Pull out every row below and copy each one character for character, with no changes.

Collected data rows:
———
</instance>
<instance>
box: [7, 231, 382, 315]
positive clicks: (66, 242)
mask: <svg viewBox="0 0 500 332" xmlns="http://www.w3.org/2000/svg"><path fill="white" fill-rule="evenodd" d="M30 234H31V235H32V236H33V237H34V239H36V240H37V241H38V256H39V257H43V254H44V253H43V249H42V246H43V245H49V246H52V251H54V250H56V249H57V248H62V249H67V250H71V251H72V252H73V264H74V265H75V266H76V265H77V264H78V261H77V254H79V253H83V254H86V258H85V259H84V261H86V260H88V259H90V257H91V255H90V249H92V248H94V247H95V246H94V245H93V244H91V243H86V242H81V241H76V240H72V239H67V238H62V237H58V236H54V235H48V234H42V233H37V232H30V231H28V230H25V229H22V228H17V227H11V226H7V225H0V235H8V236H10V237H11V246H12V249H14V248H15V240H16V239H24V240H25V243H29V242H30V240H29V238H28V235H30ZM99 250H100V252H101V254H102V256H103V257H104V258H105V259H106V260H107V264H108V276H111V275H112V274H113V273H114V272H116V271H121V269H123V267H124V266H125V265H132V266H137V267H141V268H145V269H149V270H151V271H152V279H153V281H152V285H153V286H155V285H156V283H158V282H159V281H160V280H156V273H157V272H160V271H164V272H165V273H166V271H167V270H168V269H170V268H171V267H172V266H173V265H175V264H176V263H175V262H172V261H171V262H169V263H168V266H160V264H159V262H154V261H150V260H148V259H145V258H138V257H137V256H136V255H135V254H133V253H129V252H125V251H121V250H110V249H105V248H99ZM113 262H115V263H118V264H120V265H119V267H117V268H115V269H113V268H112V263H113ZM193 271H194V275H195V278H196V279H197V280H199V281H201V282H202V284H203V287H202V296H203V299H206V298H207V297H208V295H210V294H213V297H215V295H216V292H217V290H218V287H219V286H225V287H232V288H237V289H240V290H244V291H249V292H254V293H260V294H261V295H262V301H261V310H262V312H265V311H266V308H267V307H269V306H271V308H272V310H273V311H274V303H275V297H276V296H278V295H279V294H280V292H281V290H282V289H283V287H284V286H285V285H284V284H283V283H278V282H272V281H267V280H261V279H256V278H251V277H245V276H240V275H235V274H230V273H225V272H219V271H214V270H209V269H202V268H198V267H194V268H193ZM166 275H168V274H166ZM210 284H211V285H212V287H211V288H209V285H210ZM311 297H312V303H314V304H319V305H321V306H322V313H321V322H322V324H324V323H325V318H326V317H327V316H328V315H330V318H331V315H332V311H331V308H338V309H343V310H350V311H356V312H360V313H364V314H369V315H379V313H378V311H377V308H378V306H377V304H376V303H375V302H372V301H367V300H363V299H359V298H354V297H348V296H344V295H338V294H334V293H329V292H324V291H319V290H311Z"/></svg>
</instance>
———
Written answer ->
</instance>
<instance>
box: [7, 231, 382, 315]
positive clicks: (66, 242)
mask: <svg viewBox="0 0 500 332" xmlns="http://www.w3.org/2000/svg"><path fill="white" fill-rule="evenodd" d="M30 234H31V235H32V236H33V237H34V239H36V240H37V241H38V256H39V257H43V254H44V253H43V249H42V246H43V245H49V246H52V251H54V250H56V249H57V248H62V249H67V250H71V251H72V252H73V264H74V265H75V266H76V265H77V264H78V261H77V254H79V253H83V254H86V258H85V259H84V261H86V260H88V259H90V257H91V255H90V249H92V248H94V247H95V246H94V245H93V244H91V243H86V242H81V241H76V240H72V239H67V238H62V237H58V236H54V235H48V234H42V233H37V232H30V231H28V230H25V229H22V228H17V227H11V226H7V225H0V235H8V236H10V237H11V246H12V249H14V248H15V240H16V239H24V240H25V243H29V242H30V240H29V238H28V235H30ZM99 250H100V252H101V254H102V256H103V257H104V258H105V259H106V260H107V264H108V276H111V275H112V274H113V273H114V272H116V271H121V269H123V267H124V266H125V265H132V266H137V267H141V268H145V269H149V270H151V271H152V279H153V281H152V285H153V286H155V285H156V283H158V282H159V281H160V280H156V273H157V272H160V271H164V272H165V273H166V271H167V270H168V269H170V268H171V267H172V266H173V265H175V264H176V263H175V262H172V261H171V262H169V263H168V266H160V264H159V262H154V261H150V260H148V259H145V258H138V257H137V256H136V255H135V254H133V253H129V252H125V251H121V250H110V249H105V248H99ZM113 262H115V263H118V264H120V265H119V267H117V268H115V269H113V268H112V263H113ZM193 271H194V275H195V278H196V279H197V280H199V281H201V282H202V284H203V287H202V296H203V299H206V298H207V297H208V295H210V294H213V297H215V295H216V292H217V290H218V287H219V286H225V287H232V288H237V289H240V290H244V291H249V292H254V293H260V294H261V295H262V301H261V310H262V312H265V311H266V308H267V307H269V306H271V308H272V310H273V311H274V303H275V297H276V296H278V295H279V294H280V292H281V290H282V289H283V287H284V286H285V285H284V284H283V283H278V282H272V281H267V280H261V279H256V278H251V277H245V276H240V275H235V274H230V273H225V272H219V271H214V270H209V269H202V268H198V267H194V268H193ZM166 275H168V274H166ZM210 284H211V285H212V287H211V288H209V285H210ZM311 297H312V303H314V304H319V305H321V306H322V313H321V322H322V324H324V323H325V318H326V317H327V316H328V315H330V318H331V315H332V311H331V308H338V309H343V310H350V311H356V312H360V313H364V314H369V315H379V313H378V311H377V308H378V306H377V304H376V303H375V302H372V301H367V300H363V299H359V298H354V297H348V296H344V295H338V294H334V293H329V292H324V291H319V290H311Z"/></svg>
</instance>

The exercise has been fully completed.